(Supplied data):
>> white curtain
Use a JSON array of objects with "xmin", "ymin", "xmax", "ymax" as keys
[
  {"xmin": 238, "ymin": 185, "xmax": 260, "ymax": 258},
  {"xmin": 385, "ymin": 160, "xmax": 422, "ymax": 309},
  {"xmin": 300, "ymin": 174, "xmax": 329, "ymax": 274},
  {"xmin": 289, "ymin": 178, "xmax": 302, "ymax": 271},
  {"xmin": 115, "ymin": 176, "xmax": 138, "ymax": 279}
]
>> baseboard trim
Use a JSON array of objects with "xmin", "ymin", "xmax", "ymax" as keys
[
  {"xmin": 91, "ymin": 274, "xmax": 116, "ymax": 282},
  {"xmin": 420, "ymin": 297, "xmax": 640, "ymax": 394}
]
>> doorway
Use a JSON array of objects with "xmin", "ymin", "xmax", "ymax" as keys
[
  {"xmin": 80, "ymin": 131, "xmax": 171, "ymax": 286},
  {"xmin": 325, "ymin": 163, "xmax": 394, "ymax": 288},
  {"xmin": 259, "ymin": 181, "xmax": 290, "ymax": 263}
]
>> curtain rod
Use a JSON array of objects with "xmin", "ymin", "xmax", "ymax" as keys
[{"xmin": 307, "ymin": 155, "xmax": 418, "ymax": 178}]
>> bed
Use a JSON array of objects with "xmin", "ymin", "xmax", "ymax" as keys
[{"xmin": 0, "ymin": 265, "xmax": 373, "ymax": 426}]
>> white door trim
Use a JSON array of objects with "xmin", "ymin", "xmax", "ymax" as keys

(Task details): Reproduce all of the data above line for line, offsetting every bounding-box coordinate value by 101. Leave every other line unchanged.

(Expected answer):
>> white curtain
Use a JSON array of objects with "xmin", "ymin", "xmax", "ymax" as keys
[
  {"xmin": 339, "ymin": 286, "xmax": 361, "ymax": 359},
  {"xmin": 486, "ymin": 261, "xmax": 523, "ymax": 410},
  {"xmin": 401, "ymin": 275, "xmax": 430, "ymax": 375},
  {"xmin": 390, "ymin": 279, "xmax": 403, "ymax": 372},
  {"xmin": 216, "ymin": 277, "xmax": 239, "ymax": 380}
]
>> baseboard trim
Use a JSON array of objects with "xmin", "ymin", "xmax", "ymax" as keys
[
  {"xmin": 192, "ymin": 375, "xmax": 217, "ymax": 383},
  {"xmin": 521, "ymin": 398, "xmax": 741, "ymax": 495}
]
>> doorway
Use a JSON array of objects with "xmin", "ymin", "xmax", "ymax" as keys
[
  {"xmin": 181, "ymin": 232, "xmax": 272, "ymax": 387},
  {"xmin": 426, "ymin": 264, "xmax": 495, "ymax": 389},
  {"xmin": 360, "ymin": 282, "xmax": 391, "ymax": 364}
]
>> curtain rod
Use a JSON array of objects with "xmin", "ymin", "xmax", "ymax" as keys
[{"xmin": 408, "ymin": 256, "xmax": 519, "ymax": 279}]
>> bed
Use a JSON array of objects with "xmin", "ymin", "xmax", "ymax" as keys
[{"xmin": 101, "ymin": 366, "xmax": 474, "ymax": 527}]
>> white door trim
Use a JSON array of objects with "xmin", "ymin", "xmax", "ymax" as keys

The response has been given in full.